Image point grounding data:
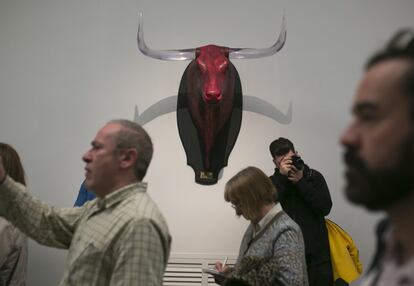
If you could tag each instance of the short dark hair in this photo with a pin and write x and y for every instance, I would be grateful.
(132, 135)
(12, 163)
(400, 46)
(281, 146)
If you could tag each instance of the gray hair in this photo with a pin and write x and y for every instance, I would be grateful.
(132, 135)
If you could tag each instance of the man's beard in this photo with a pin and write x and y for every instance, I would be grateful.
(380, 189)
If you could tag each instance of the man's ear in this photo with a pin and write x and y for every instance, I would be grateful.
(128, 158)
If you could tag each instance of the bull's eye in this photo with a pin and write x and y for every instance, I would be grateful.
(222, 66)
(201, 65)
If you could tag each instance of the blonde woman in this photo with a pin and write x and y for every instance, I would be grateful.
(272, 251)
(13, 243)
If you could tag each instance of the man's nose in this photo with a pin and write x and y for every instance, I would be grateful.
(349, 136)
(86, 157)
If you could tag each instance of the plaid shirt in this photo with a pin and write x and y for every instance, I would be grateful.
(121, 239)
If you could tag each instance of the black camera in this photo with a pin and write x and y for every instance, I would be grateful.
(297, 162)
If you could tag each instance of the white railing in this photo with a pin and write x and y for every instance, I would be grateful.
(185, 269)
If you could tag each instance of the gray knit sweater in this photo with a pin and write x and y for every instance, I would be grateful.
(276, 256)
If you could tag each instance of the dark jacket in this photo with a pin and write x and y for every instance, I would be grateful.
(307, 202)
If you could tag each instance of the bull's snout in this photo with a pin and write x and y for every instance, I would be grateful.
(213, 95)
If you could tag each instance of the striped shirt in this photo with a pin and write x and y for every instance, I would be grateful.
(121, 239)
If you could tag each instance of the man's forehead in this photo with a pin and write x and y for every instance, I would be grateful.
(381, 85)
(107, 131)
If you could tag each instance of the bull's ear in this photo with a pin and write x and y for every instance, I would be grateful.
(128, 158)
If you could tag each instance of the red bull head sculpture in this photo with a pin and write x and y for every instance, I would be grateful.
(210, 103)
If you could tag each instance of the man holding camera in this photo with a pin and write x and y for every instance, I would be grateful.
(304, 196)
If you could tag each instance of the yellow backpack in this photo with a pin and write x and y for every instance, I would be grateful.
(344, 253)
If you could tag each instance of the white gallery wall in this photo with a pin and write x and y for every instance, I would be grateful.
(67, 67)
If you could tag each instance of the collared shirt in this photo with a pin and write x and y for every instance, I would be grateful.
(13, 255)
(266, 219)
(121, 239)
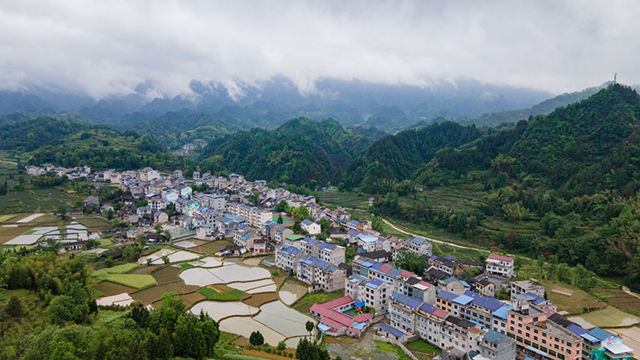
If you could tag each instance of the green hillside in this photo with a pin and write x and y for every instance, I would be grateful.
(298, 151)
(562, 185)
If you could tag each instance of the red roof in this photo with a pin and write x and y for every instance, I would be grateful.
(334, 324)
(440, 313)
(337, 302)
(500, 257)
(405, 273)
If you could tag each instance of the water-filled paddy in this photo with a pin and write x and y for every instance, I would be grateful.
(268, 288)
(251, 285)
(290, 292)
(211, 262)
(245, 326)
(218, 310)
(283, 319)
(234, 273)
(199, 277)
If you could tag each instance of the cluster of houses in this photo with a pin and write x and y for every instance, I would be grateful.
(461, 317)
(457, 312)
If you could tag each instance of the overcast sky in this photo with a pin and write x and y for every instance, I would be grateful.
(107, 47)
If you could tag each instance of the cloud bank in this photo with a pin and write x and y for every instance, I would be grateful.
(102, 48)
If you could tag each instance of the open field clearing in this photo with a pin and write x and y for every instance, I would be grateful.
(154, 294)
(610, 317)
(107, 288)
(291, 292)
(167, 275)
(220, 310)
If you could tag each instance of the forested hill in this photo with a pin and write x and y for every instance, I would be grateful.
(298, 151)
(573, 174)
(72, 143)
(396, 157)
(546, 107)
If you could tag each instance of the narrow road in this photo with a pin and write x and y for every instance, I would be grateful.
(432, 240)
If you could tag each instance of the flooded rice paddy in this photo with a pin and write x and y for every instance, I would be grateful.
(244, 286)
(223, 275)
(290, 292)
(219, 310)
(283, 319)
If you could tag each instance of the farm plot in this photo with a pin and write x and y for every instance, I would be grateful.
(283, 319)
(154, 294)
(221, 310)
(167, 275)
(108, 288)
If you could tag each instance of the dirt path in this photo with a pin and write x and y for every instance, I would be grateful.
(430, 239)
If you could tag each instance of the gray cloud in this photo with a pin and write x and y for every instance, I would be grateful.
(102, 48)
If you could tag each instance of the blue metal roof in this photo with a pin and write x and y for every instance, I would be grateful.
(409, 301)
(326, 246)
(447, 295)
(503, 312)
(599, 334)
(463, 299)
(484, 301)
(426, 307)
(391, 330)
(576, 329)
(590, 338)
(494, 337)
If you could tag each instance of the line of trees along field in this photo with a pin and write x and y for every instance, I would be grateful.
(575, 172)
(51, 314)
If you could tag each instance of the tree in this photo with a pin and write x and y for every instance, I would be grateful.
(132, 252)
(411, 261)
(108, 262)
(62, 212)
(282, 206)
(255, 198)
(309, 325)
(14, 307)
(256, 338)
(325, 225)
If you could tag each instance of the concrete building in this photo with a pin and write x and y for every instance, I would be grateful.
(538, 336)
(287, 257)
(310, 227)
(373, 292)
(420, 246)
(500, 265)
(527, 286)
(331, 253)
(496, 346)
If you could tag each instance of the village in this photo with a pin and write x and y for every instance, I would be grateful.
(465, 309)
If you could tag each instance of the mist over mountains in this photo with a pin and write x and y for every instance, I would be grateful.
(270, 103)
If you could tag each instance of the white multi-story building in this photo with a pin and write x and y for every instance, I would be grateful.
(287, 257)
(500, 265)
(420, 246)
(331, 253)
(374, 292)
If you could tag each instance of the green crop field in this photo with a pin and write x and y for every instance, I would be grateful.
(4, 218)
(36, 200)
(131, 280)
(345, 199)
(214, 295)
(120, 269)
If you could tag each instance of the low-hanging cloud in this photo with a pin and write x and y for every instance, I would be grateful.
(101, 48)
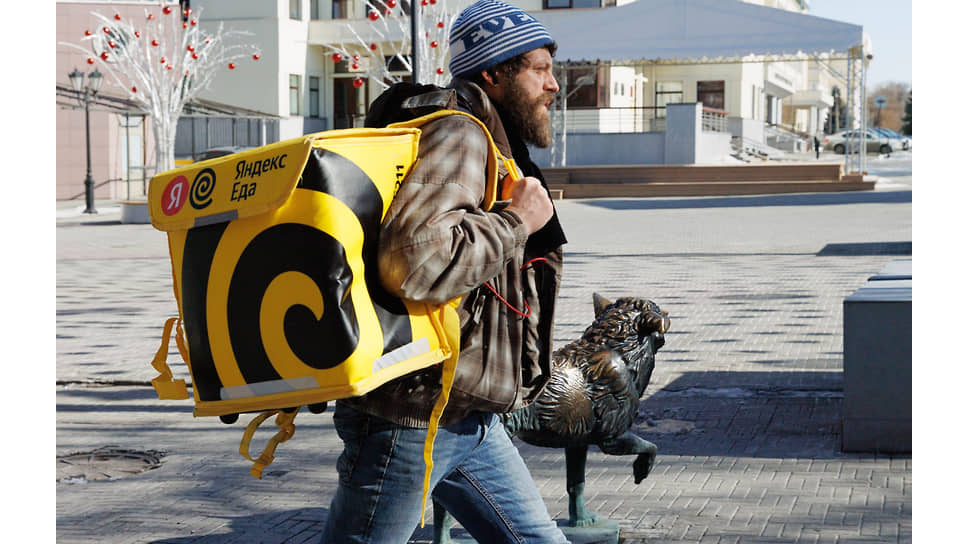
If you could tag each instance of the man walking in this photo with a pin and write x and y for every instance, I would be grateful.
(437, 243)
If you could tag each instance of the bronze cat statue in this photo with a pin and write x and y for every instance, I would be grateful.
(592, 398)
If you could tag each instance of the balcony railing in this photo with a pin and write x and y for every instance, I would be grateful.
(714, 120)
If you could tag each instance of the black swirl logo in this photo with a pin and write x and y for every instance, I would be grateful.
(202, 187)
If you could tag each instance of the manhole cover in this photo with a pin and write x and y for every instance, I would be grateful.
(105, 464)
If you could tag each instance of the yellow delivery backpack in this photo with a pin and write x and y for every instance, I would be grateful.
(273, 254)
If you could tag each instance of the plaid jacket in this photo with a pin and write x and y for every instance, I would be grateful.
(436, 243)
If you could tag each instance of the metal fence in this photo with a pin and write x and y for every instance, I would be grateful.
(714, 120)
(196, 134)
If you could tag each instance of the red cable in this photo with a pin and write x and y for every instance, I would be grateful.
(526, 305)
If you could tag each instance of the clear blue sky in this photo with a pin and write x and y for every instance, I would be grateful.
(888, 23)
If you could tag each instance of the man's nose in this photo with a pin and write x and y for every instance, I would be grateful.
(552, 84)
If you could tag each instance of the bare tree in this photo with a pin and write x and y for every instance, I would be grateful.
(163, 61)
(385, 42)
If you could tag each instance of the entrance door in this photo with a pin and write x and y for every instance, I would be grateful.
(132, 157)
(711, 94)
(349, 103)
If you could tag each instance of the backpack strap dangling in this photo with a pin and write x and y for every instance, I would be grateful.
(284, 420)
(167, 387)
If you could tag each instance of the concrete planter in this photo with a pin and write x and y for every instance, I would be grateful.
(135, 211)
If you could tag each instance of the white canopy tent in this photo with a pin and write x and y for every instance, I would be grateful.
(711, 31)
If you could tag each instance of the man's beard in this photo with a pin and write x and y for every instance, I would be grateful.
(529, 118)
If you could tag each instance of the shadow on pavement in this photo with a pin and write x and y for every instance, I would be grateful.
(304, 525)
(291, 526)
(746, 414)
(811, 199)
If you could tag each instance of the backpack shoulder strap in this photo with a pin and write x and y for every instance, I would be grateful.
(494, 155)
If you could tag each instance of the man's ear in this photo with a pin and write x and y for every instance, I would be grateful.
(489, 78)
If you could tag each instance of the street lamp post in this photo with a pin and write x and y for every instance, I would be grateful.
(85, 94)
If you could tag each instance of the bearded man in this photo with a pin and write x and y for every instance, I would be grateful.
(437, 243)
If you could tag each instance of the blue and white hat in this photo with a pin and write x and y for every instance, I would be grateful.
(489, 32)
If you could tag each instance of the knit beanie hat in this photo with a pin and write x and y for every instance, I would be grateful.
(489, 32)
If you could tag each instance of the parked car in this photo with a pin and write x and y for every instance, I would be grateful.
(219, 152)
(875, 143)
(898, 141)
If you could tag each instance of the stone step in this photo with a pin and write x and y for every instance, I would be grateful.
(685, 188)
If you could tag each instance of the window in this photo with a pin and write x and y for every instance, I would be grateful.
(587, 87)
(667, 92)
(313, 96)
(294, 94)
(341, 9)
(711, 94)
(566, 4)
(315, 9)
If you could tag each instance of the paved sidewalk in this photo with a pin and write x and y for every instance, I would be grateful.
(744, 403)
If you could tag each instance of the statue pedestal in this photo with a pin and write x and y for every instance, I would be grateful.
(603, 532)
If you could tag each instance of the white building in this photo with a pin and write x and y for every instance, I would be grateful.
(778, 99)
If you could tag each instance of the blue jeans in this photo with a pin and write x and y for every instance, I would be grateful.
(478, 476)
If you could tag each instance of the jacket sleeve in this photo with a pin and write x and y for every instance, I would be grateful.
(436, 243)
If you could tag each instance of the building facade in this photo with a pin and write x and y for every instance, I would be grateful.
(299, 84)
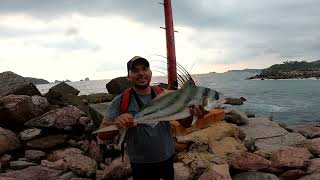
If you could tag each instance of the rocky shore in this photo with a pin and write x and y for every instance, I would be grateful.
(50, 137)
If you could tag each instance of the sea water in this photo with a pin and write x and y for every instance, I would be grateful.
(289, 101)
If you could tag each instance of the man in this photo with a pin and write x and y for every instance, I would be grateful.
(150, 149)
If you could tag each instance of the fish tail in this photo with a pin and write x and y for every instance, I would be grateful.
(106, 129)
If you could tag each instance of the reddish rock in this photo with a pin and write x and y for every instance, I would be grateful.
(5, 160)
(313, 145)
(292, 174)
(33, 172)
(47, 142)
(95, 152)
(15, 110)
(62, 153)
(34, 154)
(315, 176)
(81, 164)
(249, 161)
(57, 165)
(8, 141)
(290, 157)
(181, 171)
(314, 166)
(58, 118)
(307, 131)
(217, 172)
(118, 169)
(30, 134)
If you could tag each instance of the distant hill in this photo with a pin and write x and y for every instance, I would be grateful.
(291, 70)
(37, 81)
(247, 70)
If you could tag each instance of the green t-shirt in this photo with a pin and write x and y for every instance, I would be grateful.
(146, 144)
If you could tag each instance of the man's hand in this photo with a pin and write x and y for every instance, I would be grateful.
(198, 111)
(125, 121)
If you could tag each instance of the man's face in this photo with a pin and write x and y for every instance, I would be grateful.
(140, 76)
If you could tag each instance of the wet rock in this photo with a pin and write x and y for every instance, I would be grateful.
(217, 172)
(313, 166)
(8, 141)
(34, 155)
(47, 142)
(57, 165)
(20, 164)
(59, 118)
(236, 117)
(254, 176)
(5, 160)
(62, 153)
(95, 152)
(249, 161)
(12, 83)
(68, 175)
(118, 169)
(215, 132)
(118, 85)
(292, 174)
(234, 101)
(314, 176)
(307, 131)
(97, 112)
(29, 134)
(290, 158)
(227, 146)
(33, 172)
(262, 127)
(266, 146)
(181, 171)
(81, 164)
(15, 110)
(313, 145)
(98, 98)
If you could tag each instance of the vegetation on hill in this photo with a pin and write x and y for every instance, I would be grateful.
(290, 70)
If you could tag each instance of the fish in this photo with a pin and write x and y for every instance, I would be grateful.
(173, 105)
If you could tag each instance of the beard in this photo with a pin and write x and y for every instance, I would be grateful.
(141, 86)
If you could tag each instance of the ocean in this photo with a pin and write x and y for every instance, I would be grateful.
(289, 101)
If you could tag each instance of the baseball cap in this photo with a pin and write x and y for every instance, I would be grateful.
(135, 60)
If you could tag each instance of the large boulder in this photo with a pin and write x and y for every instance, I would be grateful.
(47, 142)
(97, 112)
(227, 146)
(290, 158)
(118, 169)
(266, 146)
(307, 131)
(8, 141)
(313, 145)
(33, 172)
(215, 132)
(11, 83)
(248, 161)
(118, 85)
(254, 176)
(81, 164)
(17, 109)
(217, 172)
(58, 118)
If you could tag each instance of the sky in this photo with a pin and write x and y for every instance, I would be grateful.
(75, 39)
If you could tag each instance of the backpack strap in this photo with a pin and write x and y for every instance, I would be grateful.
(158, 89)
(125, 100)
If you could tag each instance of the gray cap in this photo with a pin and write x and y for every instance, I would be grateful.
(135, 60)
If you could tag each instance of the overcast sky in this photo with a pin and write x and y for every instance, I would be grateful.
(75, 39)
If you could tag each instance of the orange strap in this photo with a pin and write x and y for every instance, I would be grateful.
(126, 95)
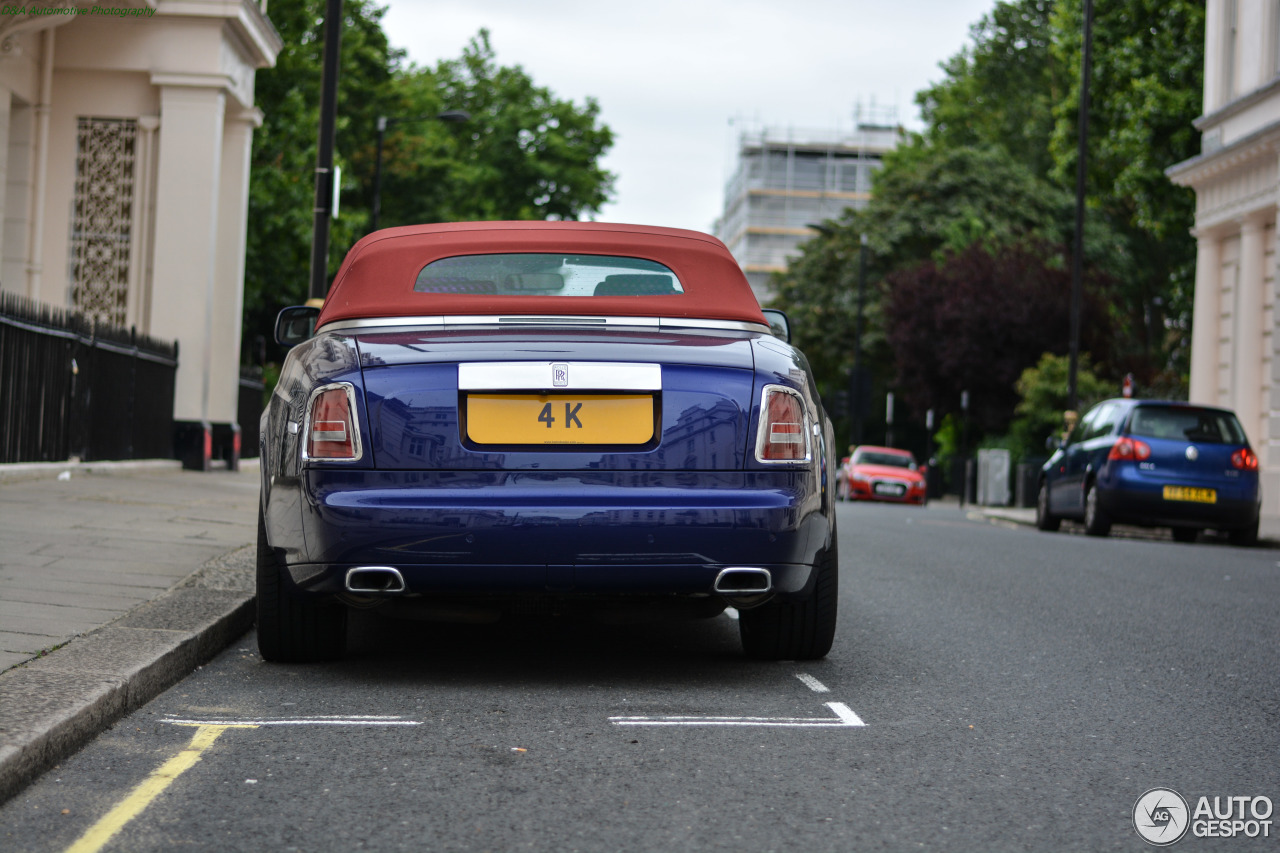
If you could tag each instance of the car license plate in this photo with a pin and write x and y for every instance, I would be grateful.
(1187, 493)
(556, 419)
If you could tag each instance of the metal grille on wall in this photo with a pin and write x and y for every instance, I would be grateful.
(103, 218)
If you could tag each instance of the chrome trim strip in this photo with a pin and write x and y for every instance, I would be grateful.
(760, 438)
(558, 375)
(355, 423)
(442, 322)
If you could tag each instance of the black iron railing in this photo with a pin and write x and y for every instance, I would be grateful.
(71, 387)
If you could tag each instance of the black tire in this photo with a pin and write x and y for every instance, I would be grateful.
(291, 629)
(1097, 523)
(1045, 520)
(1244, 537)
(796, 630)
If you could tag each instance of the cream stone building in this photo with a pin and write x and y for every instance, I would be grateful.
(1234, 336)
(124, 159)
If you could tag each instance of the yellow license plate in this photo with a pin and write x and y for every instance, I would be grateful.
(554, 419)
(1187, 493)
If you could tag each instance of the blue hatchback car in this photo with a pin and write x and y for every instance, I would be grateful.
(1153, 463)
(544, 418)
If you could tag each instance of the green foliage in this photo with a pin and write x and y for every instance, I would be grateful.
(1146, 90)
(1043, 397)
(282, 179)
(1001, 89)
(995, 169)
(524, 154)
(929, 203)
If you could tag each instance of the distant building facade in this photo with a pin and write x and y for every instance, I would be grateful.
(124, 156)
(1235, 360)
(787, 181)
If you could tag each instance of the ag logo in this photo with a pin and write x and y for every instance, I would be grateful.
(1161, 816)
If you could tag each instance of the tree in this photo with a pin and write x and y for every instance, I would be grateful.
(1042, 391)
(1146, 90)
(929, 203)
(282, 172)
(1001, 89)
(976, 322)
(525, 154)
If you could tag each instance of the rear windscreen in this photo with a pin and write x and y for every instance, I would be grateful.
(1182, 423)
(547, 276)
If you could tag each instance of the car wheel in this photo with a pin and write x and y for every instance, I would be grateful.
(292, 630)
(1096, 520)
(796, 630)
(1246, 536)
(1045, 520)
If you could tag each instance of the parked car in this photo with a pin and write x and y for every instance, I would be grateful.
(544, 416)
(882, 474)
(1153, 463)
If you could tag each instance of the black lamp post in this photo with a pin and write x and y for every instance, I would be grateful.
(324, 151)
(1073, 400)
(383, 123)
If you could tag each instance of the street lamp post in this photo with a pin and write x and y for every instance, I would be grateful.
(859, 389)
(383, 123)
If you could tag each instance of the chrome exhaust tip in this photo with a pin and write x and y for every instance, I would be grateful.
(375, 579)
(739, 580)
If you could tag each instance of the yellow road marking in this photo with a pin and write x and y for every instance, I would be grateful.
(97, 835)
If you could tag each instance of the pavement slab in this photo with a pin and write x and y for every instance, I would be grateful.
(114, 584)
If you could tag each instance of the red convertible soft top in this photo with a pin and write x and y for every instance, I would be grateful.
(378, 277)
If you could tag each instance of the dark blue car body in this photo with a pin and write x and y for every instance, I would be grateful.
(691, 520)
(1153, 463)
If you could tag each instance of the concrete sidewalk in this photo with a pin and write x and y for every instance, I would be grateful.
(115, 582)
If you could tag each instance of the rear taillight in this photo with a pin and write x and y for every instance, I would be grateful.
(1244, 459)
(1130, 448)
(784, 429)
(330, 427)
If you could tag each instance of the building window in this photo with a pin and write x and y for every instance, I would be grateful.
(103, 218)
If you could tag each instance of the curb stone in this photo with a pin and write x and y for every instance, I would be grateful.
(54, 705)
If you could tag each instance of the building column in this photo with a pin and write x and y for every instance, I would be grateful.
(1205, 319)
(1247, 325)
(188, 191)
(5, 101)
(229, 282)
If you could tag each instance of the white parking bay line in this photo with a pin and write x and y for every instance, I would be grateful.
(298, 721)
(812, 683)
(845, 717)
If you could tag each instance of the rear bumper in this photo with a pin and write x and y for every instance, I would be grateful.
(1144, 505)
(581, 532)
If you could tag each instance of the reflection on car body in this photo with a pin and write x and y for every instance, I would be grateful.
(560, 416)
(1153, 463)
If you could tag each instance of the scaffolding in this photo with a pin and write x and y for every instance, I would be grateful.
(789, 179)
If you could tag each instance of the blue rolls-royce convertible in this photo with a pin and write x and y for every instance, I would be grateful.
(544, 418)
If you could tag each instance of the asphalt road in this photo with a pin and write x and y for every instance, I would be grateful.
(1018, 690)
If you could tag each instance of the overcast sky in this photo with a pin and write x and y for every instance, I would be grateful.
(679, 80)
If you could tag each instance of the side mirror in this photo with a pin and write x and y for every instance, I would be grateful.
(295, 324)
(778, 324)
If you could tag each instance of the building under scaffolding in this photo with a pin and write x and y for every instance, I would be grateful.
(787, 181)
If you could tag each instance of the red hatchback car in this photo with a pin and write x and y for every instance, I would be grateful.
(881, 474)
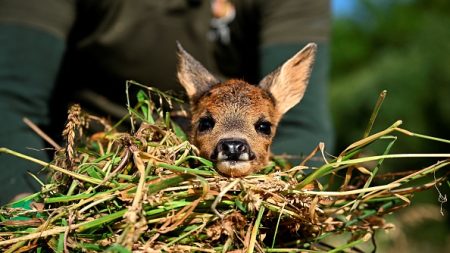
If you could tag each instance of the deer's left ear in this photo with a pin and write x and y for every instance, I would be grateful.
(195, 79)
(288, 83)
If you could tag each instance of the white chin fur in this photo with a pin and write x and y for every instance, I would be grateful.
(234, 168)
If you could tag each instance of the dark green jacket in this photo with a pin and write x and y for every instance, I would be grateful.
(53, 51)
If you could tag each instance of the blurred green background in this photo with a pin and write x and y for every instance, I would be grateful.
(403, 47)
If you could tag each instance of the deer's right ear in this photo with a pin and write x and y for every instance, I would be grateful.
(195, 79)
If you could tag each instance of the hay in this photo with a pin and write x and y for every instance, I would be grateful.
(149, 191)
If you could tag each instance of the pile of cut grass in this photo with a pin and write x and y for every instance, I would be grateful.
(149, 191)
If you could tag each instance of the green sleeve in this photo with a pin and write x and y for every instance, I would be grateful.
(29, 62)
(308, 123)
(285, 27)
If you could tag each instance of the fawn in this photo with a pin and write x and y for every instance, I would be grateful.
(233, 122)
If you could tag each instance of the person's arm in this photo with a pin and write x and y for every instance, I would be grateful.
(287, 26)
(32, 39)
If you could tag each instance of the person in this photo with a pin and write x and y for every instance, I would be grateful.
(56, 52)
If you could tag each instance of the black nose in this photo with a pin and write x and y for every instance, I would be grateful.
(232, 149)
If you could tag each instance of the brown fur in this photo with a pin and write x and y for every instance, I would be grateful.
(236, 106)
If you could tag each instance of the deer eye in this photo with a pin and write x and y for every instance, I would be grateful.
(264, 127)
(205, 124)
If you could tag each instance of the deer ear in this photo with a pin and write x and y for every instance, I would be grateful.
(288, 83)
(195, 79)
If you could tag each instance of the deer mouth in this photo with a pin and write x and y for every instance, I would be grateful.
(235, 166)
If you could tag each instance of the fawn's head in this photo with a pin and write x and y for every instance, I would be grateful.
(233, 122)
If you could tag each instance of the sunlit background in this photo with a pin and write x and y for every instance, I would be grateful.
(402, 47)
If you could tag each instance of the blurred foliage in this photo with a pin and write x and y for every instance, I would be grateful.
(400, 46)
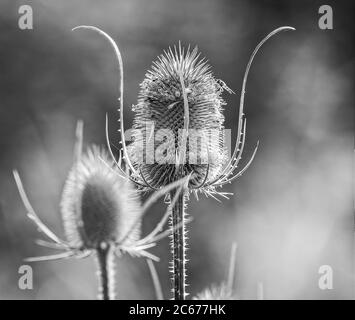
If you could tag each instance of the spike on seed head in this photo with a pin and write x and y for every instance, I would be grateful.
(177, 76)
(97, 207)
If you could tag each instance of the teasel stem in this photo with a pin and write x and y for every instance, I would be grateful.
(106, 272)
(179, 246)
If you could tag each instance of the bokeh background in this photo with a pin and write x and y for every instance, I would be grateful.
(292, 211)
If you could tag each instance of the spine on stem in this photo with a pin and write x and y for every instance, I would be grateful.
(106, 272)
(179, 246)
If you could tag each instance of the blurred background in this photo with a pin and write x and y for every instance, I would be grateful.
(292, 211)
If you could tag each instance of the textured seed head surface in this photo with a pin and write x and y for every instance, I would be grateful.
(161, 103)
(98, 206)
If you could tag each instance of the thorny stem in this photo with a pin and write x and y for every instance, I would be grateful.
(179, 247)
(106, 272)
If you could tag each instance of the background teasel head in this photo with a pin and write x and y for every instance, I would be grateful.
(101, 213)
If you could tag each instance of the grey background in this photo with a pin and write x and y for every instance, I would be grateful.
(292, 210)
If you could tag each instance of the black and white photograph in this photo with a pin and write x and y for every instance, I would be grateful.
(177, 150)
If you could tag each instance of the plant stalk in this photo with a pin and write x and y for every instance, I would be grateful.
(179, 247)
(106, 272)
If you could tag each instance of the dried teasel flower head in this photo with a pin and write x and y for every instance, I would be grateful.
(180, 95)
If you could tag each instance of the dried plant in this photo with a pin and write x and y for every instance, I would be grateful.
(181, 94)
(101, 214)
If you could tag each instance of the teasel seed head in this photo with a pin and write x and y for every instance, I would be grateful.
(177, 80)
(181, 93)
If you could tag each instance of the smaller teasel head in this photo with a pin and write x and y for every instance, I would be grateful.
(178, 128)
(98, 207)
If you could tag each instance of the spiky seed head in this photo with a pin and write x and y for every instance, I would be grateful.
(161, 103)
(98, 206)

Work required —
Set down exactly, and only, the lines from the one with "If you could tag each instance of the plant" to the final line of the data.

Final answer —
If you could tag each instance of the plant stalk in this photo with a pin and write x and y for every instance, I would be grateful.
(179, 247)
(106, 272)
If you could tag each instance of the dried teasel flower head in this photo with a pin and write x and y for every instance, I would be grateful.
(180, 95)
If you could tag each instance of the dried plant in this photo with a pin and write x and y for every instance, I would be grateful.
(181, 94)
(101, 214)
If you could tag each instance of the teasel seed head in this photo with a pin and write x and y for every instance, I would be grateful.
(177, 80)
(181, 93)
If you could tag each instance of the smaller teasel head in this photo with a pin and write x and y for every instance, I would be grateful.
(178, 128)
(98, 207)
If you could tag each instance of the spiky seed head in this photo with a pin and write x and y for every instance, I would be grateful.
(161, 103)
(98, 206)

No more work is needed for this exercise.